**PROBLEM DESCRIPTION:** Output every line of the records below verbatim, with nothing altered, added, or left out.

Stored data

● ● ● ● ● ● ●

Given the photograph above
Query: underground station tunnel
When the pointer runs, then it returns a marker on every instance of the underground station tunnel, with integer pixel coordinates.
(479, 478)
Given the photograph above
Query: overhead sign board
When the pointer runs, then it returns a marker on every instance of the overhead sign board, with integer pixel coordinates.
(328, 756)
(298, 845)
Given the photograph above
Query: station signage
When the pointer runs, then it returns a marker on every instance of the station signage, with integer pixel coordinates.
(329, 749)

● ● ● ● ● ● ●

**SOLUTION TO THIS EXERCISE:**
Given the photograph above
Query: underground station tunnel
When the pointer runs, then it returns a marker on every instance of the underground station tunnel, with integer pixel coordinates.
(479, 478)
Given the photograph above
Query: overhead sign board
When the pointer runs, then it returns a marker on every instance of the overhead sign board, with integer pixel coordinates.
(328, 756)
(298, 845)
Given the photograph above
Query: station signage
When the pointer runs, then it returns a marker on every instance of the station signage, with integer pixel coordinates.
(329, 749)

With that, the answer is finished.